** Opening Text segment block **
Will try this on the weekend.
Thank you very much for quick reply *1*
grace, NM
*!*
I’m doing oatmeal 5 mornings, other stuff on weekends. I put dried and seasonal fruit in my oatmeal, and homemade yogurt. The other breakfasts include the spelt waffles that DD12 makes (on batch for us, one for the freezer), egg sandwiches, grits and gravy, french toast, occasional creamed chipped beef. But this morning I ate leftover bread pudding, so nothing is set in stone. DD12 is allowed to open one box of stored cereal per week - Wheaties, Cheerios, etc. She is our picky eater, and would live on cereal if permitted.
Lunch is “on your own” among 2 adults and one teen at my house - DD12 packs or gets lunch at school. I try to keep reheatables on hand, like soup, crockpot beans, leftover pasta, burrito filling, etc. We are fond of sandwiches, too - tuna, leftover roast meat, cheese, occasional commercial lunchmeat like Lebanon Bologna. If I experiment with cooking it is often for lunch, like my biscuit trials.
** Closing Text segment block **
** Opening Material provided block **
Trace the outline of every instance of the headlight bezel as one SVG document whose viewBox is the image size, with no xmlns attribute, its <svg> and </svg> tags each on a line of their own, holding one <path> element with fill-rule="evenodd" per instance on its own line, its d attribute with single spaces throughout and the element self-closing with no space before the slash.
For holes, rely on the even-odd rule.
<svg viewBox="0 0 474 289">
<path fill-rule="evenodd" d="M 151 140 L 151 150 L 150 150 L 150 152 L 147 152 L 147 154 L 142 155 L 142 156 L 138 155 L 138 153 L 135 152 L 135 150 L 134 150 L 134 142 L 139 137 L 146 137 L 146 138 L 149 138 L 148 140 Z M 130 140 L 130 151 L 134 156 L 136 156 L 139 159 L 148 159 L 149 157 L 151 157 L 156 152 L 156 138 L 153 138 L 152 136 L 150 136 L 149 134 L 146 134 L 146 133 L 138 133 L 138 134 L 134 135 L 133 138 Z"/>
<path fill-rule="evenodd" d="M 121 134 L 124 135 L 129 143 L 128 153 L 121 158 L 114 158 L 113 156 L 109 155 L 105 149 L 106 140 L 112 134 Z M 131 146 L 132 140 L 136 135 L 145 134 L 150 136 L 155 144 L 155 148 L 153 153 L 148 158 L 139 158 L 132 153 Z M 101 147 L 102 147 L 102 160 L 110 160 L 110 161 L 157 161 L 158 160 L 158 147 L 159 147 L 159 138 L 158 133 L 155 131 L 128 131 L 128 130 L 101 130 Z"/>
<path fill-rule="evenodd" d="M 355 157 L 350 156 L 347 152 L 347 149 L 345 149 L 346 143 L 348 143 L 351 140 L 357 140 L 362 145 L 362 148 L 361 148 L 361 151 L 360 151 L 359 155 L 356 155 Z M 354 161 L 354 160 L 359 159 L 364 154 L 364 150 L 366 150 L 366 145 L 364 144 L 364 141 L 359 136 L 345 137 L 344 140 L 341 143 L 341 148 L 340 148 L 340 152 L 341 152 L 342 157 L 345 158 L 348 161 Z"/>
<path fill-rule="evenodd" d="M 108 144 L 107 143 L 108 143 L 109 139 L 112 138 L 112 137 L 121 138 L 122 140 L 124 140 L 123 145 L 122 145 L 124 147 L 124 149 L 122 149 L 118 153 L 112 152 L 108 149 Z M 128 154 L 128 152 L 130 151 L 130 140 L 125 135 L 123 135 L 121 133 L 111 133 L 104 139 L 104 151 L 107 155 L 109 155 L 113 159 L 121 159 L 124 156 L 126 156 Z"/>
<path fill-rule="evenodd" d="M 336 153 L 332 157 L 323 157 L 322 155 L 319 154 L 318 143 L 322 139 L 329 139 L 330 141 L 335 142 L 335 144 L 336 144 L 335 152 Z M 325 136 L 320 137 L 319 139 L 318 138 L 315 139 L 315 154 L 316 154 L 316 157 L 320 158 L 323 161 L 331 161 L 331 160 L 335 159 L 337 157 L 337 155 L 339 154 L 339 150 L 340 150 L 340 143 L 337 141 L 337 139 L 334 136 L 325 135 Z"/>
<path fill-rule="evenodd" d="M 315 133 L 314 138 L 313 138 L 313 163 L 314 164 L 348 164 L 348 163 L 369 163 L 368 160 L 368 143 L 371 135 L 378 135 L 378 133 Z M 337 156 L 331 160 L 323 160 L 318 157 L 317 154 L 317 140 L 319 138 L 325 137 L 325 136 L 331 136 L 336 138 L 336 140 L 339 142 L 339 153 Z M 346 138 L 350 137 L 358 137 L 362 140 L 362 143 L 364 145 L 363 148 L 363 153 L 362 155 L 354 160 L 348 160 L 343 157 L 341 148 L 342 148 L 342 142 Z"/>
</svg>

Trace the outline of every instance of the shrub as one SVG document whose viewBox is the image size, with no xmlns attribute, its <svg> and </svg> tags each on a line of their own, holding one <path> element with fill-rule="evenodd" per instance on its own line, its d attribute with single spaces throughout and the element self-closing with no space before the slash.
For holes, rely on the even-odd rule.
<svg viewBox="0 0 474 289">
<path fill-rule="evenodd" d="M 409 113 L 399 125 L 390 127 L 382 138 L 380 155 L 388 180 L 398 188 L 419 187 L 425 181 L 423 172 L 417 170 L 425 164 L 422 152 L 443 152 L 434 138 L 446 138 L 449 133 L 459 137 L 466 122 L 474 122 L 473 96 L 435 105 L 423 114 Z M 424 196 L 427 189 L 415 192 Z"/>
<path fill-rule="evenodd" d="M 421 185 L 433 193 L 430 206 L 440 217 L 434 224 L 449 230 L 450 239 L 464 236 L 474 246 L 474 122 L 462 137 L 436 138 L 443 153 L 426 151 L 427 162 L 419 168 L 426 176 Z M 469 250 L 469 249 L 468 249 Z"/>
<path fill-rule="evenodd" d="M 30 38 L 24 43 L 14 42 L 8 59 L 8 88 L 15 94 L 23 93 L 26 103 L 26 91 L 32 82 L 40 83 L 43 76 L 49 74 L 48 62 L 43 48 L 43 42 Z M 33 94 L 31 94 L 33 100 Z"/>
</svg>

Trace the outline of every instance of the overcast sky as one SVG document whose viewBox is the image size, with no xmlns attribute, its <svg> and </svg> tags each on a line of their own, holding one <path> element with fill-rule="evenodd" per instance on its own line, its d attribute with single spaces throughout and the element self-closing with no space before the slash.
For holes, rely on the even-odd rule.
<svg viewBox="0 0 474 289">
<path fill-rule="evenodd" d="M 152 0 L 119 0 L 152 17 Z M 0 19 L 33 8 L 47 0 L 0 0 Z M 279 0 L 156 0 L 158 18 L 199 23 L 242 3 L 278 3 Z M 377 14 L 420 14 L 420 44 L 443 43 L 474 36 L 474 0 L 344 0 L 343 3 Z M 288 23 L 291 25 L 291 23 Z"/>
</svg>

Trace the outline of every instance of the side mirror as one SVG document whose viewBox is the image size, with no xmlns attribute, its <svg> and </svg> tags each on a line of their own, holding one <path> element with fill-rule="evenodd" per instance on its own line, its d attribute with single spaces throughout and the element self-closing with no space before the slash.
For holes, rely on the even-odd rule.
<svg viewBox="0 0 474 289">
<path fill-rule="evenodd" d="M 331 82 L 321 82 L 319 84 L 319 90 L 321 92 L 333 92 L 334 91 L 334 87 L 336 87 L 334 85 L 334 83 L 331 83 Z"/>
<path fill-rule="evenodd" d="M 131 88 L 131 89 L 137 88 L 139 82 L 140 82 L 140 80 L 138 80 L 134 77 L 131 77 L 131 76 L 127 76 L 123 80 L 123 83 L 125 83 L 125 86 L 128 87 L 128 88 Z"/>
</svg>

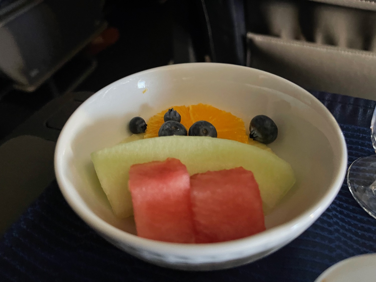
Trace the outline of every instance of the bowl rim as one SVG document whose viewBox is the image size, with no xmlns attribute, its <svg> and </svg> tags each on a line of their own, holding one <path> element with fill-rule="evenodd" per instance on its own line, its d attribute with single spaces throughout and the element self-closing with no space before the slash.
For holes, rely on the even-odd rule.
<svg viewBox="0 0 376 282">
<path fill-rule="evenodd" d="M 260 74 L 267 76 L 272 79 L 279 80 L 297 89 L 302 93 L 308 94 L 309 99 L 317 104 L 319 108 L 326 115 L 326 119 L 327 119 L 334 129 L 340 144 L 340 152 L 341 153 L 340 165 L 339 167 L 340 169 L 336 172 L 336 175 L 332 179 L 329 188 L 324 196 L 309 209 L 287 222 L 251 236 L 218 243 L 187 244 L 170 243 L 146 239 L 119 229 L 101 218 L 89 208 L 76 191 L 74 186 L 64 179 L 63 176 L 64 144 L 67 142 L 67 139 L 68 140 L 70 139 L 67 137 L 67 135 L 69 136 L 70 127 L 74 126 L 71 124 L 70 121 L 74 118 L 75 114 L 85 105 L 91 103 L 97 96 L 101 95 L 102 92 L 111 89 L 120 80 L 129 79 L 133 76 L 158 71 L 160 70 L 174 69 L 191 66 L 193 68 L 205 68 L 213 64 L 217 65 L 217 67 L 241 69 L 245 71 L 258 73 Z M 330 112 L 315 97 L 295 83 L 275 74 L 247 67 L 220 63 L 187 63 L 159 67 L 127 76 L 105 86 L 83 103 L 68 119 L 58 139 L 54 155 L 55 173 L 62 194 L 76 213 L 92 228 L 107 238 L 111 238 L 117 241 L 121 242 L 130 246 L 176 255 L 181 255 L 183 253 L 184 254 L 188 256 L 223 253 L 224 252 L 227 252 L 229 249 L 232 251 L 239 251 L 244 249 L 245 245 L 247 245 L 247 248 L 254 248 L 256 253 L 268 248 L 275 247 L 284 243 L 285 241 L 291 241 L 292 235 L 294 237 L 292 239 L 294 239 L 305 231 L 322 214 L 334 200 L 344 180 L 347 162 L 347 149 L 343 133 Z M 271 240 L 271 238 L 274 240 Z M 278 240 L 277 238 L 278 238 Z"/>
</svg>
** Closing Material provided block **
**Task 1:**
Answer these questions from the post about family meals:
(a) On how many mornings a week is oatmeal served?
(b) How many boxes of stored cereal may DD12 open each week?
(c) Which commercial lunchmeat is named?
**Task 2:** Transcribe the post about family meals from "Will try this" to "cereal if permitted.", keeping every word and punctuation mark unchanged.
You can set the entries aside, since nothing here depends on them.

**Answer box 1:**
(a) 5 mornings
(b) One box per week
(c) Lebanon Bologna

**Answer box 2:**
Will try this on the weekend.
Thank you very much for quick reply *1*
grace, NM
*!*
I’m doing oatmeal 5 mornings, other stuff on weekends. I put dried and seasonal fruit in my oatmeal, and homemade yogurt. The other breakfasts include the spelt waffles that DD12 makes (on batch for us, one for the freezer), egg sandwiches, grits and gravy, french toast, occasional creamed chipped beef. But this morning I ate leftover bread pudding, so nothing is set in stone. DD12 is allowed to open one box of stored cereal per week - Wheaties, Cheerios, etc. She is our picky eater, and would live on cereal if permitted.